_Written problem 1_
Copy out every line of the listing below that contains the string "grass", matching case.

Industrial Society and Its Future, generally known as the Unabomber Manifesto, is a 1995 anti-technology essay by Ted Kaczynski, the "Unabomber". The manifesto contends that the Industrial Revolution began a harmful process of natural destruction brought about by technology, while forcing humans to adapt to machinery, creating a sociopolitical order that suppresses human freedom and potential. The 35,000-word manifesto formed the ideological foundation of Kaczynski's 1978–1995 mail bomb campaign, designed to protect wilderness by hastening the collapse of industrial society.

It was printed in a supplement to The Washington Post after Kaczynski offered to end his bombing campaign for national exposure. Attorney General Janet Reno authorized the printing to help the FBI identify the author. The printings and publicity around them eclipsed the bombings in notoriety, and led to Kaczynski's identification by his brother, David Kaczynski.

The manifesto argues against accepting individual technological advancements as purely positive without accounting for their overall effect, which includes the fall of small-scale living, and the rise of uninhabitable cities. While originally regarded as a thoughtful critique of modern society, with roots in the work of academic authors such as Jacques Ellul, Desmond Morris, and Martin Seligman, Kaczynski's 1996 trial polarized public opinion around the essay, as his court-appointed lawyers tried to justify their insanity defense around characterizing the manifesto as the work of a madman, and the prosecution lawyers rested their case on it being produced by a lucid mind.

While Kaczynski's actions were generally condemned, his manifesto expressed ideas that continue to be generally shared among the American public. A 2017 Rolling Stone article stated that Kaczynski was an early adopter of the concept that:

"We give up a piece of ourselves whenever we adjust to conform to society's standards. That, and we're too plugged in. We're letting technology take over our lives, willingly."

The Labadie Collection of the University of Michigan houses a copy of Industrial Society and its Future, which has been translated into French, remains on college reading lists, and was updated in Kaczynski's 2016 Anti-Tech Revolution: Why and How, which defends his political philosophy in greater depth.

Background and publication 

Between 1978 and 1995, Ted Kaczynski engaged in a mail bomb campaign against people involved with modern technology. His initial targets were universities and airlines, which the FBI shortened as UNABOM. In June 1995, Kaczynski offered to end his campaign if one of several publications (the Washington Post, New York Times, or Penthouse) would publish his critique of technology, titled Industrial Society and Its Future, which became widely known as the "Unabomber Manifesto".

Kaczynski believed that his violence, as direct action when words were insufficient, would draw others to pay attention to his critique. He wanted his ideas to be taken seriously. The media debated the ethics of publishing the manifesto under duress.  The United States Attorney General Janet Reno advocated for the essay to be shared so that a reader could potentially recognize its author.

During that summer, the FBI worked with literature scholars to compare the Unabomber's oeuvre against the works of Joseph Conrad, including The Secret Agent, based on their shared themes.

_Written problem 2_
In the passage on the Unabomber manifesto above, translate this sentence into Spanish: "Attorney General Janet Reno authorized the printing to help the FBI identify the author."

_Data listing_
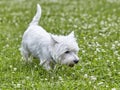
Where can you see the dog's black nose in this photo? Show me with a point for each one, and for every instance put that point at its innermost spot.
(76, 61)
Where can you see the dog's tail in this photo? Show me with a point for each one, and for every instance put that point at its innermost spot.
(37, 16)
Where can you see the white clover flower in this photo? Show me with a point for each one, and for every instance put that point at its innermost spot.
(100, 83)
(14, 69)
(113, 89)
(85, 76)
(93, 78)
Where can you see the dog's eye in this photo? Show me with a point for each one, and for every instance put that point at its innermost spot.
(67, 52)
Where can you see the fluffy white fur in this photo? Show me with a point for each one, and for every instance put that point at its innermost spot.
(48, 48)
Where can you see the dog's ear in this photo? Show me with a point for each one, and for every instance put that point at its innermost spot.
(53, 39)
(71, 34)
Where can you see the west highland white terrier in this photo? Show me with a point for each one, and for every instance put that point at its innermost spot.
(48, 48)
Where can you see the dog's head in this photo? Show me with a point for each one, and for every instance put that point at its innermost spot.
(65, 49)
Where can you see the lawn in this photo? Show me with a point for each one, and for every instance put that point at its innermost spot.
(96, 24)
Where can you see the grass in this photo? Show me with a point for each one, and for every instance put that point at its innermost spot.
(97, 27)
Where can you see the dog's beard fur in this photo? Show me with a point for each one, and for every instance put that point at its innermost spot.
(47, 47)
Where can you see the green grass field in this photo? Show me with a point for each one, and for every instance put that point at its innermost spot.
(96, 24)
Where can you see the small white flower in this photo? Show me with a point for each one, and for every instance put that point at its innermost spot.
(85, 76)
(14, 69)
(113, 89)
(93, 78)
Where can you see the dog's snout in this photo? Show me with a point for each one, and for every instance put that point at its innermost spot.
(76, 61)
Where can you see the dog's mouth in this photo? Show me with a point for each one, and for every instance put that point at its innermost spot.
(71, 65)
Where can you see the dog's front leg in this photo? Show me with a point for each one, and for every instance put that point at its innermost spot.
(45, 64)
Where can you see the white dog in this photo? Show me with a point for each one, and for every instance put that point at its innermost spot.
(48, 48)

_Worked answer 1_
Where can you see the grass in this photo? Show me with a point for each one, and for every instance put that point at its innermost spot.
Where can you see the green grass field in this photo? Show me with a point for each one, and for every instance put that point at its innermost spot.

_Worked answer 2_
La fiscal general Janet Reno autorizó la impresión para ayudar al FBI a identificar al autor.